━━ Dataset content

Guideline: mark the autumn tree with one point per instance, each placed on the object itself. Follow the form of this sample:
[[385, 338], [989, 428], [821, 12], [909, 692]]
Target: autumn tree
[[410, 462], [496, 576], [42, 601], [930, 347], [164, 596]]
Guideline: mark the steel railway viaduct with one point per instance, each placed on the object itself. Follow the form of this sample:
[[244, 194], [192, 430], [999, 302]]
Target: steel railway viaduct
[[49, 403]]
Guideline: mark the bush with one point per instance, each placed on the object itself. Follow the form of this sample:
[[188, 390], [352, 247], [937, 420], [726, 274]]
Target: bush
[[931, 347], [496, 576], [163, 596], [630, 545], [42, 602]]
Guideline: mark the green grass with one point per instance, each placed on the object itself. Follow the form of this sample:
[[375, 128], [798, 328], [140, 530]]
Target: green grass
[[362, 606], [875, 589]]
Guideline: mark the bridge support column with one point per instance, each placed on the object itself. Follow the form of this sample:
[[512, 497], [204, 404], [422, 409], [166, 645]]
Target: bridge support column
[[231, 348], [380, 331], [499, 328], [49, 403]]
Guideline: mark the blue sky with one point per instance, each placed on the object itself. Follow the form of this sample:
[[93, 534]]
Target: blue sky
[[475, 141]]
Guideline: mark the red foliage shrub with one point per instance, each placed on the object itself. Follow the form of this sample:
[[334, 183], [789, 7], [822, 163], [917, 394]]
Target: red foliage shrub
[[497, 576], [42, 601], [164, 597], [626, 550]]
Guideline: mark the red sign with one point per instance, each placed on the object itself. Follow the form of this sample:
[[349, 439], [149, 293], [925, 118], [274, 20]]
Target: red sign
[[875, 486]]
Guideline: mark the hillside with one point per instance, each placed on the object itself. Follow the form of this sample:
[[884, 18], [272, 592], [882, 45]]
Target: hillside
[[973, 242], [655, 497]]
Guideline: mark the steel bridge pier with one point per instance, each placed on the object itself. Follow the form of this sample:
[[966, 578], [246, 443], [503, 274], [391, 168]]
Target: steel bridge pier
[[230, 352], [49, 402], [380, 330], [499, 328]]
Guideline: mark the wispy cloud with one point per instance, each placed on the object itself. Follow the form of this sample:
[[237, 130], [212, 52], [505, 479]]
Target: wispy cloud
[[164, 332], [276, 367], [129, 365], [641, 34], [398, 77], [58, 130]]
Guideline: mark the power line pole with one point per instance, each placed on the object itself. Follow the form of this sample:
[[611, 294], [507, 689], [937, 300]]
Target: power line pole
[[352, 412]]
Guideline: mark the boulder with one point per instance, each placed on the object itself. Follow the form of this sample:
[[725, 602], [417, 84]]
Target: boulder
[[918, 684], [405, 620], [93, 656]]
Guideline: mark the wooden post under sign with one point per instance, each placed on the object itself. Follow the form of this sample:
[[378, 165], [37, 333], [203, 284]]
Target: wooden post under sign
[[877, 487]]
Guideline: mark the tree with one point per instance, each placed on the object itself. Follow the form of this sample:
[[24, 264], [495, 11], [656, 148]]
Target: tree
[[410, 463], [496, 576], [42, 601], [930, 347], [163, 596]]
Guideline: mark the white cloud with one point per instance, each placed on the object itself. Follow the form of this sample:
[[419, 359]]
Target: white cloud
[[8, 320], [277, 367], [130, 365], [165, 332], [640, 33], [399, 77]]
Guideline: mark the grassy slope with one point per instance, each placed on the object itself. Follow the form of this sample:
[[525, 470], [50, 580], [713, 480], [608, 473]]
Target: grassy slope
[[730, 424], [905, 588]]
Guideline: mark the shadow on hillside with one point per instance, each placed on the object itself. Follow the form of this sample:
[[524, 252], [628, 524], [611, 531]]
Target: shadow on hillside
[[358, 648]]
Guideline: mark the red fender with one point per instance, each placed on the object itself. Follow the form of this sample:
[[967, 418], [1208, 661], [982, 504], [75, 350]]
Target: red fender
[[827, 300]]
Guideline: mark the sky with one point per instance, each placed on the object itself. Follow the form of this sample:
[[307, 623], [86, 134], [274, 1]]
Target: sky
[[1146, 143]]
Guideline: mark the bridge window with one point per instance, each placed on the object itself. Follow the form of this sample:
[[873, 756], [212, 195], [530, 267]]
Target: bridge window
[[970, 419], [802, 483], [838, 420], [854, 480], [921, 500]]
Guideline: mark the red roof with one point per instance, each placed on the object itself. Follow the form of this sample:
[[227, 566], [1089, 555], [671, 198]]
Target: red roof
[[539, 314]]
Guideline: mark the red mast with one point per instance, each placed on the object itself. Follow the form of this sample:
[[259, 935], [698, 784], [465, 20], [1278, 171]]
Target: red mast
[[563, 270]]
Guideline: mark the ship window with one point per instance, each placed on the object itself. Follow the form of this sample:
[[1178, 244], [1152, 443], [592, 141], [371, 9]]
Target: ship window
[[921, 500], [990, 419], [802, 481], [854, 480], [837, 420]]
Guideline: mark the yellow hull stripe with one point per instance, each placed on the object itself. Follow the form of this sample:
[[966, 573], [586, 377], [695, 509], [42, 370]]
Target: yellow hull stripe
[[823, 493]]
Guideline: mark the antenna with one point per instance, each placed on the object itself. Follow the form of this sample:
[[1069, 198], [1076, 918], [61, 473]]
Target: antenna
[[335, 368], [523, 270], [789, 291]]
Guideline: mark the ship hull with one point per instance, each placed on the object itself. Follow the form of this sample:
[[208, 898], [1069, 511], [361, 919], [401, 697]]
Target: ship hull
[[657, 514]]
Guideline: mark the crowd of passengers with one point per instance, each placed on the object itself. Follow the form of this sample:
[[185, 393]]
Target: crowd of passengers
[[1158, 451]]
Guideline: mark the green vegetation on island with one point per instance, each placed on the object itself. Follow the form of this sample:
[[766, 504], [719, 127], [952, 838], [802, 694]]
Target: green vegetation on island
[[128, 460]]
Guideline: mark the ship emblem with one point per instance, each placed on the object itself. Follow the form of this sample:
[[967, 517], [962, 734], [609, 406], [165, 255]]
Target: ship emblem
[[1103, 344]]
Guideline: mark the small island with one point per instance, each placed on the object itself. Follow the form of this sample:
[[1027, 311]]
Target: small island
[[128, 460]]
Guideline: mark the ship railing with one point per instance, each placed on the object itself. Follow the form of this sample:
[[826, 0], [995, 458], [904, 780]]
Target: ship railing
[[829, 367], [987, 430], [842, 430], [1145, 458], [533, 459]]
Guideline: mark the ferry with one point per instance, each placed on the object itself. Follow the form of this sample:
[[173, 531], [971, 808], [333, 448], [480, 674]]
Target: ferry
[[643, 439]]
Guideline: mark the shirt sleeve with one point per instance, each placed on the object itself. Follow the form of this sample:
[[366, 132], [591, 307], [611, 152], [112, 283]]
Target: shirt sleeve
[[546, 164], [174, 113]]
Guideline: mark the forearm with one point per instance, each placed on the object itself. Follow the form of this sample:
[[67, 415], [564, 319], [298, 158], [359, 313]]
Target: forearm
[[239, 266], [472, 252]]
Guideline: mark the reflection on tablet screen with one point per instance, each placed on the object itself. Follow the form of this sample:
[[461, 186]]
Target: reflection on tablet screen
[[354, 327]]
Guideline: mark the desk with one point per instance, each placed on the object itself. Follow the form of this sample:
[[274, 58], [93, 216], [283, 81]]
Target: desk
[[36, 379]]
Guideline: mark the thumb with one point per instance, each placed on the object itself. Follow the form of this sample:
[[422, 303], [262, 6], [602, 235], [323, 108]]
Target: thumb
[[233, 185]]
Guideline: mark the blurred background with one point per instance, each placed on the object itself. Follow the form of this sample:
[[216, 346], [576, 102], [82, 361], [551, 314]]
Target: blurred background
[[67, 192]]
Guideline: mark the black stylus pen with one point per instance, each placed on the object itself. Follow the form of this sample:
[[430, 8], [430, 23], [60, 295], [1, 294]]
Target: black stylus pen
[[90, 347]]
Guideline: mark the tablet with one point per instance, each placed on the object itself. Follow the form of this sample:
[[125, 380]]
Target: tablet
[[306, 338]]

━━━━

**The task:** Extract the lines of the rows above, unchanged, starting at the line containing "Guideline: mark the wooden" and ending at the line containing "[[410, 463], [496, 576], [42, 601], [930, 347], [163, 596]]", with both of those lines included.

**Solution to this exercise:**
Guideline: mark the wooden post under sign with one point per instance, each placed on the object itself. Follow the form of this sample:
[[378, 165], [37, 333], [203, 284]]
Target: wooden post under sign
[[877, 487]]
Guideline: mark the tree with one point per instance, each placed on the object itself. Follow the form of this sample:
[[24, 264], [495, 11], [656, 148]]
Target: tree
[[410, 463], [496, 576], [42, 601], [930, 347], [163, 596]]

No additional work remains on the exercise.